→ Work instructions:
In the records below, locate the line containing "horse's tail, and"; output that line and every following line through the last, exactly.

→ Input data:
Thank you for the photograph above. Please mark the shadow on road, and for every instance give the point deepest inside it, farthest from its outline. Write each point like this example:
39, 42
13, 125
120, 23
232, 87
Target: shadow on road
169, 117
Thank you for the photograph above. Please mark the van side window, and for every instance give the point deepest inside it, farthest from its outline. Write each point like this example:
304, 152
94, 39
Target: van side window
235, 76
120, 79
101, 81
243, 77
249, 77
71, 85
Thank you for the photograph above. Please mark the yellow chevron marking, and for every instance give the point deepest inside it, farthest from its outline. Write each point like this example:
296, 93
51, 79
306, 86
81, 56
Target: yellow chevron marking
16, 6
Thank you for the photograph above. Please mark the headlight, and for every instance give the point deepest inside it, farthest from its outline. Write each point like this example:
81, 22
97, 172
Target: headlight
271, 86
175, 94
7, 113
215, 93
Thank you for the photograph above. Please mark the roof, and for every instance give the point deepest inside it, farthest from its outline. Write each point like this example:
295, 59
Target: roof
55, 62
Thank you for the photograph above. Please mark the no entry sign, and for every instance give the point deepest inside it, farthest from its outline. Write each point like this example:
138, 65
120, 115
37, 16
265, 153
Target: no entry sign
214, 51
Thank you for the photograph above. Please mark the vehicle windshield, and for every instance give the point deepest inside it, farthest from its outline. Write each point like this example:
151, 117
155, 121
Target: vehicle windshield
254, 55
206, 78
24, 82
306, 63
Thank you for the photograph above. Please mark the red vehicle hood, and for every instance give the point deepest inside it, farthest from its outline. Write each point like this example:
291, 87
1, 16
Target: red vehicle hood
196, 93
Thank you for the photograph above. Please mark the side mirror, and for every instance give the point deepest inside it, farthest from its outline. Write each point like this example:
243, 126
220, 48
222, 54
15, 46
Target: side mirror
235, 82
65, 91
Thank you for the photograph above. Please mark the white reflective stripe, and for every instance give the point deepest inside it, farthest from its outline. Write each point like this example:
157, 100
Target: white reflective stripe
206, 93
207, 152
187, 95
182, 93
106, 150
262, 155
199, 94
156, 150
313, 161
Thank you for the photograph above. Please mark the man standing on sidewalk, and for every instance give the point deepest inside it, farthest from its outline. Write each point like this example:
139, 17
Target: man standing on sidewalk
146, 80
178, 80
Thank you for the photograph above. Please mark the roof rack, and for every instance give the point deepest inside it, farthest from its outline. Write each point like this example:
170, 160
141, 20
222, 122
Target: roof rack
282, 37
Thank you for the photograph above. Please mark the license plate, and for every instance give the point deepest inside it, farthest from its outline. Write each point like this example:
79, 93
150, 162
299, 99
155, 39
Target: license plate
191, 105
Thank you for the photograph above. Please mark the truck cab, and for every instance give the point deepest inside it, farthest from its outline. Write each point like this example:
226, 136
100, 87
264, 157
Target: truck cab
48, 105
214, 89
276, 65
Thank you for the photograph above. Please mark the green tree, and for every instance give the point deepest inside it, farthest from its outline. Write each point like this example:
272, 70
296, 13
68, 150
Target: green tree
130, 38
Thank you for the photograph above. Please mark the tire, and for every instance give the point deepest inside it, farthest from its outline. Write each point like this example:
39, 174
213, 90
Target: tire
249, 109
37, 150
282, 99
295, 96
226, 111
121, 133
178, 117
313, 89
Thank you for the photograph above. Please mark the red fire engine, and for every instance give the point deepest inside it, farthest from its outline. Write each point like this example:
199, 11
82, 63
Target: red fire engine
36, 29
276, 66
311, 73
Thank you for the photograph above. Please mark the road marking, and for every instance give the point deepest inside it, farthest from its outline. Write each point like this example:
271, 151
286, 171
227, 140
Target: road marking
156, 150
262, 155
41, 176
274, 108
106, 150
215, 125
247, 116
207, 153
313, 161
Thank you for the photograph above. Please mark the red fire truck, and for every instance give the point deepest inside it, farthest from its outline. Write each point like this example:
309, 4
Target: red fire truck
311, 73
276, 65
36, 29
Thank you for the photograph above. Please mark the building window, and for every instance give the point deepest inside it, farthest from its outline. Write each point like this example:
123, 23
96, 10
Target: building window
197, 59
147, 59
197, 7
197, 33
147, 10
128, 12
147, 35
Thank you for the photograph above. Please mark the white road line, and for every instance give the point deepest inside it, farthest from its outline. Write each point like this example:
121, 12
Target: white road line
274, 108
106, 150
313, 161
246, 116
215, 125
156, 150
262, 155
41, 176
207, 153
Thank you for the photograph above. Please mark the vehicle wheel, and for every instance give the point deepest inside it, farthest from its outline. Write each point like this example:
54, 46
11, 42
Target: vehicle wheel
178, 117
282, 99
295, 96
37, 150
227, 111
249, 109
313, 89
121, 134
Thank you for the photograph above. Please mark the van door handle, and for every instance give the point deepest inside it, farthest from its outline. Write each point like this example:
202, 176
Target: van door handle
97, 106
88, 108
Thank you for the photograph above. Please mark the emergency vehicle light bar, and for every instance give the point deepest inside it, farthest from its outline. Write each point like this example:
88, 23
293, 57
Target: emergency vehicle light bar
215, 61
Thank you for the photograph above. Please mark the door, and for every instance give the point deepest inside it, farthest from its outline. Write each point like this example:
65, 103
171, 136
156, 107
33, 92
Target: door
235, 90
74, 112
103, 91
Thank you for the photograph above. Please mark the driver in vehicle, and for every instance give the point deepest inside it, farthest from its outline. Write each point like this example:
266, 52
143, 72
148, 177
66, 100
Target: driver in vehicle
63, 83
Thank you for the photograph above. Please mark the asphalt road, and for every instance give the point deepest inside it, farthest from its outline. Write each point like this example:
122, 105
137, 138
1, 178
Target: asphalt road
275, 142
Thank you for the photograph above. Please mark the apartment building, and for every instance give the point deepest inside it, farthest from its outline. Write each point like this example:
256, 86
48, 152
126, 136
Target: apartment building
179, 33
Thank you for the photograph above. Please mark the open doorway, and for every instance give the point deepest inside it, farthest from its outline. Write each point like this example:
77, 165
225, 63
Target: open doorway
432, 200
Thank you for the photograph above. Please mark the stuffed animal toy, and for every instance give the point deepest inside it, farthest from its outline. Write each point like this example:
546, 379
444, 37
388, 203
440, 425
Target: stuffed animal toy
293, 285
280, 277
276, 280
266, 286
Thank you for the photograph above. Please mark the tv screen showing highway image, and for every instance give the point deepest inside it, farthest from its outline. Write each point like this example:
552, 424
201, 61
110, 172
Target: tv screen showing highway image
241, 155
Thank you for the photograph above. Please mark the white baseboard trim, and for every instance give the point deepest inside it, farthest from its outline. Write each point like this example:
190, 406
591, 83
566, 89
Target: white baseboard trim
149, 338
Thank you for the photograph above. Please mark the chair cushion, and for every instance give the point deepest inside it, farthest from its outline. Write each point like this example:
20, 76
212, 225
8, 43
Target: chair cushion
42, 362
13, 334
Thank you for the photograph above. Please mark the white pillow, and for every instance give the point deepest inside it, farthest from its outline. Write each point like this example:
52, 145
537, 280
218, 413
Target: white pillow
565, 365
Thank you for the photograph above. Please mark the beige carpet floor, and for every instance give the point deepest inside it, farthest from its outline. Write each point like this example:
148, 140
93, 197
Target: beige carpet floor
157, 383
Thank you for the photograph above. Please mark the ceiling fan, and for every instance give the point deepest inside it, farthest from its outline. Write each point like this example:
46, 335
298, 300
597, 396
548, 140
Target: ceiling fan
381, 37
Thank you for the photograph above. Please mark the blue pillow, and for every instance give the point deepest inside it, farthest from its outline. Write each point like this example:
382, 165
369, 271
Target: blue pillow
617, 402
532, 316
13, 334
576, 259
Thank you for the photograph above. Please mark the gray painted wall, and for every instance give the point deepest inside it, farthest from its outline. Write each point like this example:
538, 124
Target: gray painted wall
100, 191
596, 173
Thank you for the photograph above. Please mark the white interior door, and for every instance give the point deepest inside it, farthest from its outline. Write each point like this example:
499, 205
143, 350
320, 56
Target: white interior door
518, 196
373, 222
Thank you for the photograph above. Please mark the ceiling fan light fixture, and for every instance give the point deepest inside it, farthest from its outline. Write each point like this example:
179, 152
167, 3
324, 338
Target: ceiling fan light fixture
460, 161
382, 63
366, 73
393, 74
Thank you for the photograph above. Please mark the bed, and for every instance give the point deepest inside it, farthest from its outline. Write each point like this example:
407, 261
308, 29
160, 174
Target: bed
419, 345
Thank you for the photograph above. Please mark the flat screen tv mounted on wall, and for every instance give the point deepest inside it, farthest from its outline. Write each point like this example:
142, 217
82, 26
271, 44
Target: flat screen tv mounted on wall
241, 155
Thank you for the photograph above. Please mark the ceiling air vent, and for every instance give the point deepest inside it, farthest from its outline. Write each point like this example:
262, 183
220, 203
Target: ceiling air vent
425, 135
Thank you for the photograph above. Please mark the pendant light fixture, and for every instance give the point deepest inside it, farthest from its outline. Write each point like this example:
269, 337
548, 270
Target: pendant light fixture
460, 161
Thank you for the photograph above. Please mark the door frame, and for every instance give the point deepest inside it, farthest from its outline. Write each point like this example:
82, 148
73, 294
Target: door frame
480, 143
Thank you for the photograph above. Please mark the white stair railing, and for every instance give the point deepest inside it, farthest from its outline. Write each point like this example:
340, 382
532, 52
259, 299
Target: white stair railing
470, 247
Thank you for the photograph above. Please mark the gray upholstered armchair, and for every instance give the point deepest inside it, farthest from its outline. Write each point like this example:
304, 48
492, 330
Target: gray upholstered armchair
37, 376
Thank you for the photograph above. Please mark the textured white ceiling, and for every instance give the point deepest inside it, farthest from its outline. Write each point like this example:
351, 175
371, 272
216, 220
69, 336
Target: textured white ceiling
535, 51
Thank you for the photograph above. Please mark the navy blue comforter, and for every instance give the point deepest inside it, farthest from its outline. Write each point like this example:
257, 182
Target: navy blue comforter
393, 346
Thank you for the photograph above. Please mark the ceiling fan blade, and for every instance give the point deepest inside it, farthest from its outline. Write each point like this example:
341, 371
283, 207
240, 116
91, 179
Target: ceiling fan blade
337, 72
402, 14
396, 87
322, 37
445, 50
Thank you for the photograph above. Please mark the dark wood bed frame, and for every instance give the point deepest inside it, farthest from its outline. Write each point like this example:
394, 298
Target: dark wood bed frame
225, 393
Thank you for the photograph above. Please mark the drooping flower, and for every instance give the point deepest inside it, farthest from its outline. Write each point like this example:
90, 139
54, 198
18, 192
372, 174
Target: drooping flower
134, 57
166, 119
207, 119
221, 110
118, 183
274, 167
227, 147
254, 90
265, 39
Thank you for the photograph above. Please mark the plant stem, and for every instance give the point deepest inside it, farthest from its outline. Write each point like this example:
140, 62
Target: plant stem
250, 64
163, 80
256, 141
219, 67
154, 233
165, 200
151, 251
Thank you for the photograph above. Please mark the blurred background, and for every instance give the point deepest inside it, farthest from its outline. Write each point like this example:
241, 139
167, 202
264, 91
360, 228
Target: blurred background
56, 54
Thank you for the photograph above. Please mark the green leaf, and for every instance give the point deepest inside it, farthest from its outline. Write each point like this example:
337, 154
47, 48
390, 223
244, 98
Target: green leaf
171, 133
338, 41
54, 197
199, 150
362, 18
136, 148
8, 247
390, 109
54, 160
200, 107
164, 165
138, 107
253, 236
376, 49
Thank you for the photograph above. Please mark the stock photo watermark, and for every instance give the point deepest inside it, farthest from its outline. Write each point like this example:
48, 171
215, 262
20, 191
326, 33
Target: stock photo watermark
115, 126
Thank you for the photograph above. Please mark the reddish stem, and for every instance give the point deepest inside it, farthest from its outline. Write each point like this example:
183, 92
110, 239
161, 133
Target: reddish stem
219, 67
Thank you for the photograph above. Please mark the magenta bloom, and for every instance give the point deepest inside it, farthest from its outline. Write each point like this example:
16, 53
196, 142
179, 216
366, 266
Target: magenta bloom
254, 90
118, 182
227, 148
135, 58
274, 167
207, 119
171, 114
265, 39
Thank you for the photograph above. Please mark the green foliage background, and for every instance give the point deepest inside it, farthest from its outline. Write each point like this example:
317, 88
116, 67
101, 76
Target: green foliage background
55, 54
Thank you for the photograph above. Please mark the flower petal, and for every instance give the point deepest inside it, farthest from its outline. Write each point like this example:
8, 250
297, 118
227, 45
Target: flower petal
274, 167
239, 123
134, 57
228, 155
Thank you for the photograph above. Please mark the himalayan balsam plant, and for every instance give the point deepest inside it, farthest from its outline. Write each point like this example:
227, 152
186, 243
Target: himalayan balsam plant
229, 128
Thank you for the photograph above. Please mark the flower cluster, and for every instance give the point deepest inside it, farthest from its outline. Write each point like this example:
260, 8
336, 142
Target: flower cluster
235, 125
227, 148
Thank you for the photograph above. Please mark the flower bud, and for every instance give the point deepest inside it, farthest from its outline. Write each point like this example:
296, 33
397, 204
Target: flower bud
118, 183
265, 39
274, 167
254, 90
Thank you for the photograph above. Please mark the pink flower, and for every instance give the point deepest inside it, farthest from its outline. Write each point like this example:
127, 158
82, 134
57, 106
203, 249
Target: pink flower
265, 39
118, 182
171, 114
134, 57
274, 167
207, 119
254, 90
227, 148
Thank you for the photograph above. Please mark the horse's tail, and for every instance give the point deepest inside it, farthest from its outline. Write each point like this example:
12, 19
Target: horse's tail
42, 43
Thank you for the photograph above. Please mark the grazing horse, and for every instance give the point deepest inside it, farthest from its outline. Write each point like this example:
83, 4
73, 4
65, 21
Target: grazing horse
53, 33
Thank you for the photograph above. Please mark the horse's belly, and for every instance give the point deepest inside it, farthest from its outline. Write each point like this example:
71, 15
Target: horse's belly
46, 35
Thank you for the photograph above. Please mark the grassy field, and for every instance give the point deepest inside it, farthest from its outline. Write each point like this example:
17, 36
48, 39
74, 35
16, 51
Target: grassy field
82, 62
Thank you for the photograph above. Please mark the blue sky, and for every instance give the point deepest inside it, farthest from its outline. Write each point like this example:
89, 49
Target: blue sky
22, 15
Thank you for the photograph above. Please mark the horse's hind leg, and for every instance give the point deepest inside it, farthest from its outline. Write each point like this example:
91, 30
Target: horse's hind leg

→ Exercise result:
Thank you for the photograph above. Please mark the horse's tail, and for every instance give the point deepest inside it, farthest from its outline. Write each point like this example:
12, 19
Target: horse's tail
42, 43
Thank you for the photograph above. Please mark the grazing horse, and for every instance give the point deepest inside it, farthest from its outline. Write each point like this example:
83, 4
73, 4
65, 21
Target: grazing horse
53, 33
Thank you for the photograph above. Please mark the horse's belly, and for every instance give the point deepest inside it, farthest from its outline. Write each point like this example:
71, 15
Target: horse's belly
46, 35
Thank you for the photograph above. Please mark the grassy field, and for every instance give the point deepest inside it, farthest from its outline. Write each point like this example:
17, 36
48, 39
74, 35
16, 51
Target: grassy field
82, 62
Thank you for the photograph above. Please mark the blue sky, and for every instance give the point deepest inside it, farthest from its outline. Write each point like this example:
89, 49
Target: blue sky
22, 15
Thank you for the photograph above. Please mark the horse's hind leg, and for every instance give the point deepest inside it, farthest from its outline. Write each point like this example:
91, 30
Target: horse's hind leg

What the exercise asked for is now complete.